Ragionamento che può estendersi anche ad un livello più ampio: se un uomo vive in una condizione miserabile, però crede e crede fortemente che miserabile non lo è affatto, allora (per i suoi standard ovviamente, gli unici che hanno importanza secondo questo ragionamento) non è realmente miserabile.
Pirandello in uno,nessuno e centomila descrive esattamente questo, il rapporto tra l'individuo e l'ambiente circostante, fatto anche di persone, dicendo però l'opposto:

IV. Com’io volevo esser solo.
Io volevo esser solo in un modo affatto insolito, nuovo.
Tutt’al contrario di quel che pensate voi: cioè senza
me e appunto con un estraneo attorno.
Vi sembra già questo un primo segno di pazzia?
Forse perché non riflettete bene.
Poteva già essere in me la pazzia, non nego, ma vi
prego di credere che l’unico modo d’esser soli veramente
è questo che vi dico io.
La solitudine non è mai con voi; è sempre senza di
voi, è soltanto possibile con un estraneo attorno: luogo o
persona che sia, che del tutto vi ignorino, che del tutto
voi ignoriate, cosí che la vostra volontà e il vostro sentimento
restino sospesi e smarriti in un’incertezza angosciosa
e, cessando ogni affermazione di voi, cessi l’intimità
stessa della vostra coscienza. La vera solitudine è
in un luogo che vive per sé e che per voi non ha traccia
né voce, e dove dunque l’estraneo siete voi.
Cosí volevo io esser solo. Senza me. Voglio dire senza
quel me ch’io già conoscevo, o che credevo di conoscere.
Solo con un certo estraneo, che già sentivo oscuramente
di non poter piú levarmi di torno e ch’ero io
stesso: l’estraneo inseparabile da me.
Ne avvertivo uno solo, allora! E già quest’uno, o il
bisogno che sentivo di restar solo con esso, di mettermelo davanti per conoscerlo bene e conversare un po’ con
lui, mi turbava tanto, con un senso tra di ribrezzo e di
sgomento.
Se per gli altri non ero quel che ora avevo creduto
d’essere per me, chi ero io?
Vivendo, non avevo mai pensato alla forma del mio
naso; al taglio, se piccolo o grande, o al colore dei miei
occhi; all’angustia o all’ampiezza della mia fronte, e via
dicendo. Quello era il mio naso, quelli i miei occhi,
quella la mia fronte: cose inseparabili da me, a cui, dedito
ai miei affari, preso dalle mie idee, abbandonato ai
miei sentimenti, non potevo pensare.
Ma ora pensavo:
«E gli altri? Gli altri non sono mica dentro di me. Per
gli altri che guardano da fuori, le mie idee, i miei sentimenti
hanno un naso. Il mio naso. E hanno un pajo
d’occhi, i miei occhi, ch’io non vedo e ch’essi vedono.

Esercizio assegnato A: Trascrivi parola per parola tutto il testo citato, da "IV. Com’io volevo" giù fino a "segno di pazzia?".
Esercizio assegnato B: Secondo il testo citato, dove si trova la vera solitudine? Rispondi con una frase, per favore.

Righe dei dati:

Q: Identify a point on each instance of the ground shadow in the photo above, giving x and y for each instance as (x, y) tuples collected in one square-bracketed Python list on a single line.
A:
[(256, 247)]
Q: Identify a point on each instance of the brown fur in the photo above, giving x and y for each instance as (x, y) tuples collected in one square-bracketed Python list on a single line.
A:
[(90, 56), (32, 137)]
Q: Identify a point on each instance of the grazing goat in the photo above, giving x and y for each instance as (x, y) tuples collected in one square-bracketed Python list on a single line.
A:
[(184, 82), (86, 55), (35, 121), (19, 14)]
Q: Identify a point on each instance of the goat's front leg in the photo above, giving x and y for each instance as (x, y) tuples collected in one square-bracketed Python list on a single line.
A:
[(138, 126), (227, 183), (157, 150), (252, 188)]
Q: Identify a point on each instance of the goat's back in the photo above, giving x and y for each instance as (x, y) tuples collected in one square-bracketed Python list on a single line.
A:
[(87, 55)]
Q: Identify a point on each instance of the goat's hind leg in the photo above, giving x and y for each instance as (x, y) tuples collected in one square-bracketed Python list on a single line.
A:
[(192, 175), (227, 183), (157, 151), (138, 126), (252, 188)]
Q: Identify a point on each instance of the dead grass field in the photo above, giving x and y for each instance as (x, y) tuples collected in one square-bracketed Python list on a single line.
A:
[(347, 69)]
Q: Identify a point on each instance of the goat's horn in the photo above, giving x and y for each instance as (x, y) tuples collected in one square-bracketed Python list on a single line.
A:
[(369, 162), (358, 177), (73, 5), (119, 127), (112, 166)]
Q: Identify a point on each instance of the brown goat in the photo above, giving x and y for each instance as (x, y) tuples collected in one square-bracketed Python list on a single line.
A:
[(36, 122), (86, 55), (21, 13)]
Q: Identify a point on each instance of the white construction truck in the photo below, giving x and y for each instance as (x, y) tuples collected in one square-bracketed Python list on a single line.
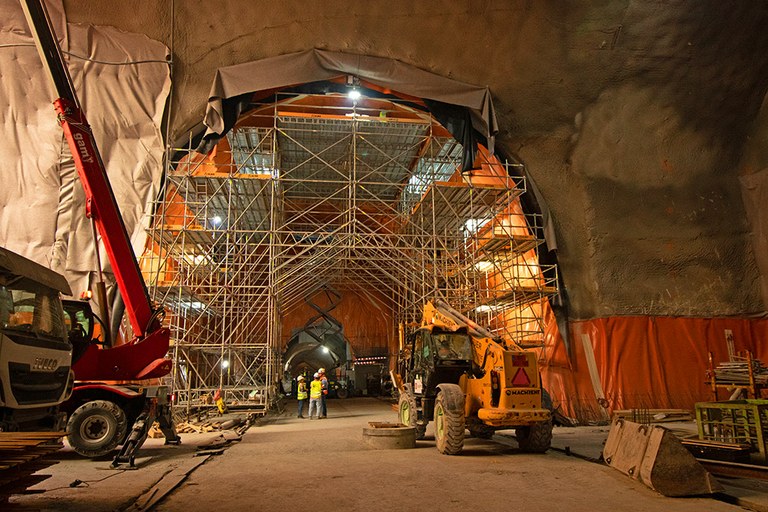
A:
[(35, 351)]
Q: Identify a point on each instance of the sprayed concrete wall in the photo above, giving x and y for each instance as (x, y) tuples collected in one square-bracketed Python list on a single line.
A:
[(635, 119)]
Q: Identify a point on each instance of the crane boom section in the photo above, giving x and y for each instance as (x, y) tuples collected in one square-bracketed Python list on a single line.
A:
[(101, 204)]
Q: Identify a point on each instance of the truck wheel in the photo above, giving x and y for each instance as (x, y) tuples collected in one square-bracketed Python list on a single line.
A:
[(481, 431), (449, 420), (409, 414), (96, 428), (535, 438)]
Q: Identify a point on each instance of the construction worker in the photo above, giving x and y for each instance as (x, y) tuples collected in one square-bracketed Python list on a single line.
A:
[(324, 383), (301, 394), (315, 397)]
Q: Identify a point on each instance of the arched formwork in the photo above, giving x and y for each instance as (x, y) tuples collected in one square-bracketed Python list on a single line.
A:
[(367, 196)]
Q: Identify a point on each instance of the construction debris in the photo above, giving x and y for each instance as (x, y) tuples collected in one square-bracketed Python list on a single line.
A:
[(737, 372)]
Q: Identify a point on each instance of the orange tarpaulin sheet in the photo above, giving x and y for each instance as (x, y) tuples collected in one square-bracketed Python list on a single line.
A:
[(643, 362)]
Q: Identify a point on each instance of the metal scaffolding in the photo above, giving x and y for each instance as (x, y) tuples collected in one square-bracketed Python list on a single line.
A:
==
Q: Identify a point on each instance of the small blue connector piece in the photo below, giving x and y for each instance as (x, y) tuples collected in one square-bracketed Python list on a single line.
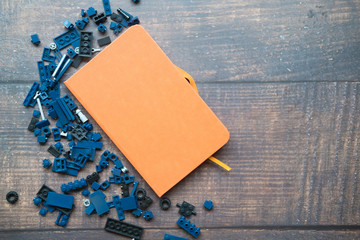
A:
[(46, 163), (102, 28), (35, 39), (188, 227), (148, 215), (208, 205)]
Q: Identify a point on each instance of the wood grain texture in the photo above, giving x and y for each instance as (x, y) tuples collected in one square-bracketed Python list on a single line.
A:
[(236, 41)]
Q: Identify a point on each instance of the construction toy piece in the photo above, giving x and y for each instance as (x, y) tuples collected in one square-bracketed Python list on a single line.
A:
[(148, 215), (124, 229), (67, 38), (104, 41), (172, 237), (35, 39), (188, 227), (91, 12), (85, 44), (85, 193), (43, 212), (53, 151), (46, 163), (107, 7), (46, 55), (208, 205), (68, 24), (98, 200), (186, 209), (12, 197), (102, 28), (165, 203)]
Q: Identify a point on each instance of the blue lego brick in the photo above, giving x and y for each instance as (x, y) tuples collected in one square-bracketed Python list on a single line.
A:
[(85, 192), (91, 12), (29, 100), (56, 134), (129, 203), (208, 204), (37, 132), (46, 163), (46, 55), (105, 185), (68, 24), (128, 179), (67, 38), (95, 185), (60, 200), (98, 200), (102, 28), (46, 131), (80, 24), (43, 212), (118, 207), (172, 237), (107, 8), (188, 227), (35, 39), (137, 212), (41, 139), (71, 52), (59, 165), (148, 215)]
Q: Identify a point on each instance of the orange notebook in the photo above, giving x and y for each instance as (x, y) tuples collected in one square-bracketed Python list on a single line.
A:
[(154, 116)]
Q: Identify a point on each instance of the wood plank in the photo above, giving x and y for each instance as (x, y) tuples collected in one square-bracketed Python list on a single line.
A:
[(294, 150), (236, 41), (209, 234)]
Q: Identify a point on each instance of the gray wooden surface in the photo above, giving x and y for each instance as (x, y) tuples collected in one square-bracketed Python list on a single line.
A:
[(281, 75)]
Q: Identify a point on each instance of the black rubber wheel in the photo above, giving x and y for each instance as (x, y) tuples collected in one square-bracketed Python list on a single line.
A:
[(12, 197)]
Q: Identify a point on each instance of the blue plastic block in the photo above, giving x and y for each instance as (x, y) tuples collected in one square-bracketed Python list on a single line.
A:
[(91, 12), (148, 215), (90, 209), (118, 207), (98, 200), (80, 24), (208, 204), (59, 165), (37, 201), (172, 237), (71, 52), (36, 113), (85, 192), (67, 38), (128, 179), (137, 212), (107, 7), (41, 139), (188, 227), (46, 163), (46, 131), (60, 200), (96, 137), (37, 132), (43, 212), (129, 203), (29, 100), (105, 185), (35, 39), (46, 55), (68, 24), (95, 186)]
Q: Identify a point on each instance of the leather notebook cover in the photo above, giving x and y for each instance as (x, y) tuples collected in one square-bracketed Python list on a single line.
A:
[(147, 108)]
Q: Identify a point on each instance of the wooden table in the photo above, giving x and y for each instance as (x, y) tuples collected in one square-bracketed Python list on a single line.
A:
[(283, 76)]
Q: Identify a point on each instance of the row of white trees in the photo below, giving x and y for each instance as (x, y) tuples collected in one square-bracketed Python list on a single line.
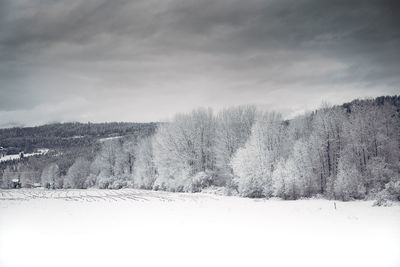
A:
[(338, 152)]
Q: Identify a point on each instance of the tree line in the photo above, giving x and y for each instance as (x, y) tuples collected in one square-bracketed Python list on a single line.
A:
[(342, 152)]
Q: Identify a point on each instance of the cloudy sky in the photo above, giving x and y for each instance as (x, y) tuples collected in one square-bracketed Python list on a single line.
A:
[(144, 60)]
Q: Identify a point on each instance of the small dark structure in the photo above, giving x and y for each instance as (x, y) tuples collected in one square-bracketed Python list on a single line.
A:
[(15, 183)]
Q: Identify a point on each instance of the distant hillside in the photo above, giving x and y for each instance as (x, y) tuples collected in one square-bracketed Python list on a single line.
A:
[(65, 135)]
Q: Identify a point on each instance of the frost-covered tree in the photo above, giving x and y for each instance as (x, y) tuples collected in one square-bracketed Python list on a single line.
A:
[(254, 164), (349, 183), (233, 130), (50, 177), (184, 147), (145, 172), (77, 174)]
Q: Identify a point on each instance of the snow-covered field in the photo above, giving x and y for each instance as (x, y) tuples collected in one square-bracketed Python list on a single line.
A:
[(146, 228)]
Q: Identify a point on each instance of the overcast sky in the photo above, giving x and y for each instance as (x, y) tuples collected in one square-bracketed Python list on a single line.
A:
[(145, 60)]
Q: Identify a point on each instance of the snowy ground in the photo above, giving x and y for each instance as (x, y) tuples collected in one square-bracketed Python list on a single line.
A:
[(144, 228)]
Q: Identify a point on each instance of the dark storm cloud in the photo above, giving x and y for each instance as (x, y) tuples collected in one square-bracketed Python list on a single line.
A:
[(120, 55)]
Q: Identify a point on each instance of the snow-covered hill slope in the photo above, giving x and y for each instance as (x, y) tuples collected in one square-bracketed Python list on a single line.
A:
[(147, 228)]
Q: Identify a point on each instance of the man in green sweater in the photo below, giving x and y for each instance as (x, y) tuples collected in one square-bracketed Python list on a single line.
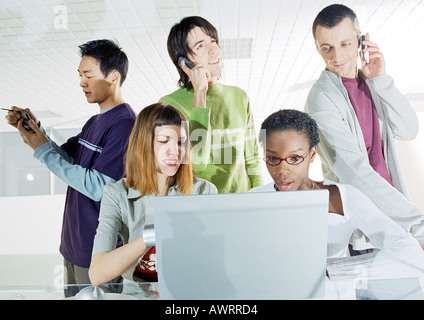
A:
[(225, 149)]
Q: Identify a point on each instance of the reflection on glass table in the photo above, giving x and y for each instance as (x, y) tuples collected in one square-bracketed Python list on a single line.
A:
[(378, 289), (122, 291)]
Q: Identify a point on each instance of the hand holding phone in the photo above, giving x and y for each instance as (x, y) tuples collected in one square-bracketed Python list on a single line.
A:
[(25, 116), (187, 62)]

Risposta scritta A:
IV. Com’io volevo esser solo.
Io volevo esser solo in un modo affatto insolito, nuovo.
Tutt’al contrario di quel che pensate voi: cioè senza
me e appunto con un estraneo attorno.
Vi sembra già questo un primo segno di pazzia?

Risposta scritta B: La vera solitudine si trova in un luogo che vive per sé e che per voi non ha traccia né voce, e dove dunque l'estraneo siete voi.